YOUR GOAL: Quote, word for word, the line containing "of the boy's" and all lines that follow it to the end of the records, with no pictures.

————————

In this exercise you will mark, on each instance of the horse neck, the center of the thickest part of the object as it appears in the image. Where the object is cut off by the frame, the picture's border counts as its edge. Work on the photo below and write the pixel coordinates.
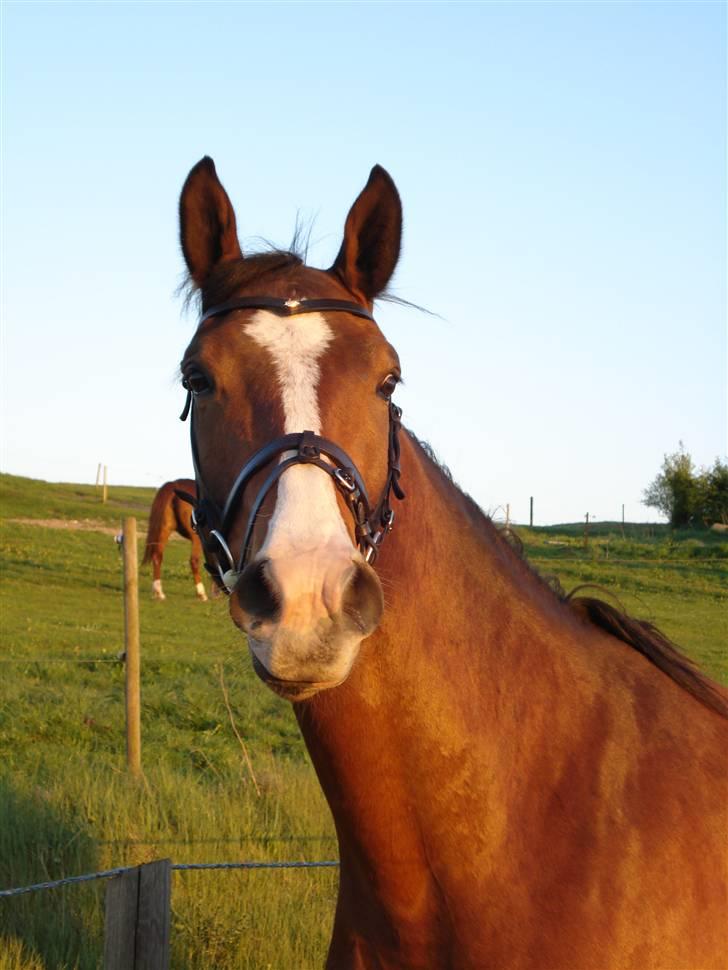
(469, 635)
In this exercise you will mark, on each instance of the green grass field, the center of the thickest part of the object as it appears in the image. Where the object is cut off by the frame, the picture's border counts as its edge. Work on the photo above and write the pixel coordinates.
(66, 803)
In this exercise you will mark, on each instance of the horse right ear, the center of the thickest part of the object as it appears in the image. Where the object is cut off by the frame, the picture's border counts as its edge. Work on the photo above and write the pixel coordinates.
(207, 229)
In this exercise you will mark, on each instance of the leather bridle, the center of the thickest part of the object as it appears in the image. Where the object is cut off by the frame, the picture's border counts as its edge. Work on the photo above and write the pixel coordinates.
(213, 525)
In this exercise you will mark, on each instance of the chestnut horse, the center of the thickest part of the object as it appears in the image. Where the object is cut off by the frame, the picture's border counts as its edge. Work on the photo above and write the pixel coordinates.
(171, 513)
(518, 779)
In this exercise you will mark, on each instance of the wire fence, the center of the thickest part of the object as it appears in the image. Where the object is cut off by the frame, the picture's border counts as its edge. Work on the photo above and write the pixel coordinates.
(178, 866)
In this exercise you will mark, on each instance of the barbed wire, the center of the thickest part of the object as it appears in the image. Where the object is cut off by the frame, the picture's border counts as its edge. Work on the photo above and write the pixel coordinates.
(179, 866)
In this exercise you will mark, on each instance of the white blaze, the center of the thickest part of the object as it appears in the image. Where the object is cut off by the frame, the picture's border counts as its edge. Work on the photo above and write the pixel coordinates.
(306, 515)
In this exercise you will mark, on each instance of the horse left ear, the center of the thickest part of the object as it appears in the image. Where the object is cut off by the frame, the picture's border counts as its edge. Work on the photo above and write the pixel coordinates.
(372, 238)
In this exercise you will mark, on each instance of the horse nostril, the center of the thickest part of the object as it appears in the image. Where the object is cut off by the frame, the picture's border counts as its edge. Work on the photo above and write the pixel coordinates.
(363, 601)
(258, 594)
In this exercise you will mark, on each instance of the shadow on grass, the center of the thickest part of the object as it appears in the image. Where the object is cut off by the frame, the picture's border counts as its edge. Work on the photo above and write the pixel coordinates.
(62, 928)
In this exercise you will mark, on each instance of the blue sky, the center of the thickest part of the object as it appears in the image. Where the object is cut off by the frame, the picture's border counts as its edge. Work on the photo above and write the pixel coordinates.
(562, 170)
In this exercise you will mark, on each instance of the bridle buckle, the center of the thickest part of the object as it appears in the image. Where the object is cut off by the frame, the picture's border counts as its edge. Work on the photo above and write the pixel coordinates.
(345, 479)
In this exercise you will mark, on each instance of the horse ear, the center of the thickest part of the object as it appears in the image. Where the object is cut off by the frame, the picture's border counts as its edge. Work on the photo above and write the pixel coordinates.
(206, 222)
(372, 238)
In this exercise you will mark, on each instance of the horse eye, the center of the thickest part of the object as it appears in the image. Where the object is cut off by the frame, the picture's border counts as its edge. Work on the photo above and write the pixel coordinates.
(388, 385)
(197, 382)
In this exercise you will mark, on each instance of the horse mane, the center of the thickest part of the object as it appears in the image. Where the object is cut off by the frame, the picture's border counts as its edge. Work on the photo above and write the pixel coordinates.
(641, 635)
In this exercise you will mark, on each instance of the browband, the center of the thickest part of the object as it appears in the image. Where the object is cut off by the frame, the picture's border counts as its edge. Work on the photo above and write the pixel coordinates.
(286, 307)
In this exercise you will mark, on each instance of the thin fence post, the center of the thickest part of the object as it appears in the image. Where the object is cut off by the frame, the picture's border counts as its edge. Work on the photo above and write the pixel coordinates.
(131, 636)
(122, 899)
(138, 918)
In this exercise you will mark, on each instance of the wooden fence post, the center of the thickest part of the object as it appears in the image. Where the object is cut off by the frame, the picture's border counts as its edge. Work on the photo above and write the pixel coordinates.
(131, 635)
(137, 922)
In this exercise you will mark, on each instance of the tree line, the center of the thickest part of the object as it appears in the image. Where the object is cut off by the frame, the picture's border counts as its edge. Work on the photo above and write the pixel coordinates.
(687, 495)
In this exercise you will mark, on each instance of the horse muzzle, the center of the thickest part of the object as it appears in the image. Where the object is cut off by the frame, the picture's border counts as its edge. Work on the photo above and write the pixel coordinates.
(305, 617)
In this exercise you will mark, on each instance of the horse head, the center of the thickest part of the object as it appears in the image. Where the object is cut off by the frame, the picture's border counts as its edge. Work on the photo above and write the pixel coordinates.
(293, 429)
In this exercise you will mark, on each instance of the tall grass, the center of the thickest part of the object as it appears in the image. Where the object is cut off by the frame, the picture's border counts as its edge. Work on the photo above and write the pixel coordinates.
(67, 805)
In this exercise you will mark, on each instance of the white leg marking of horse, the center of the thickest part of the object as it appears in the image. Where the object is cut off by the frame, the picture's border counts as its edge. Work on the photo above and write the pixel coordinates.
(306, 515)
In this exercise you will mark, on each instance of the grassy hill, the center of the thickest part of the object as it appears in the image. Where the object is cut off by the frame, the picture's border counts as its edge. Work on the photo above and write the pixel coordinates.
(66, 804)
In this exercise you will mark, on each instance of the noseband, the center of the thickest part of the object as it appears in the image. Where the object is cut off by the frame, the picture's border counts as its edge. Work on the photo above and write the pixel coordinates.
(213, 525)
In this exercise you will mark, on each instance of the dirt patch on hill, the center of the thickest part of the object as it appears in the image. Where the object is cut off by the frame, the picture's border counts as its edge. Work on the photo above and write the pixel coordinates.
(77, 525)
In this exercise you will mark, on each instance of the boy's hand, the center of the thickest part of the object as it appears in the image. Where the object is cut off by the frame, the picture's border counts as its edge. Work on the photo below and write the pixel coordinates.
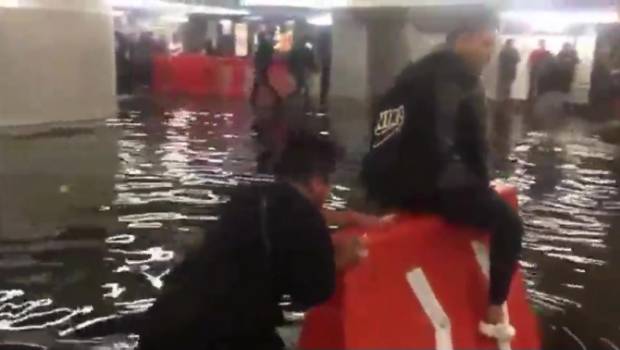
(348, 251)
(350, 218)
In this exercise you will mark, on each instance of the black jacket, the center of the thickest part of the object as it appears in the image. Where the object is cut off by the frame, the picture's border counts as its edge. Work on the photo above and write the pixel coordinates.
(270, 242)
(429, 134)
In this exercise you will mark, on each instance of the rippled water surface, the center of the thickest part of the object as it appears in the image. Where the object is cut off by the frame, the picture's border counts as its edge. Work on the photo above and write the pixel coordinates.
(178, 163)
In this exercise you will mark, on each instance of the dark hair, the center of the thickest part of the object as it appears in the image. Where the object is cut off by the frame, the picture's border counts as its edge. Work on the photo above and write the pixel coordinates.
(485, 19)
(306, 156)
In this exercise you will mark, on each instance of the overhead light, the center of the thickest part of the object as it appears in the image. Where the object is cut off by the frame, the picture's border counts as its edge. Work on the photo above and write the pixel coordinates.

————————

EXERCISE OUTPUT:
In this exercise you will mark, on each instance of the boy's hand, the center of the thickest part of the object as it appears in the image. Where the object is cut off by the frame, the picture's border counts as its edge. Work on the photo below and write the pixel coordinates.
(348, 251)
(350, 218)
In this exercise you will mark, on each instance of the black jacket, the center of the thickest part of the object as it appears in the image. Where the object is cut off by the frame, the picture's border counts as its edge. Work on the photo above and write the pixel coordinates.
(270, 242)
(429, 134)
In this exercise you will mark, on each instance of the rippled water surface, the center of the thickest part of the object as it appears in the image. Where the object is cut off by the frame, the picture's border counts as its edge. Work on the photo above and write the pixel coordinates.
(178, 163)
In this exercise you will mark, on each instance of the dark hair, the center of the thickest part of the object as it appears in the image. Where the object is cut off by the frame, the picture's border counts as its edge. Work on the photo above and write the pixel coordinates.
(485, 19)
(306, 156)
In this exercise you will mark, on each instance of the overhead light, the center of the thickest part of the object as it appears in the image. Where the object is cut off by the frame, the picture's border counts as its edge. Work on the photo above and write the pixel coordinates.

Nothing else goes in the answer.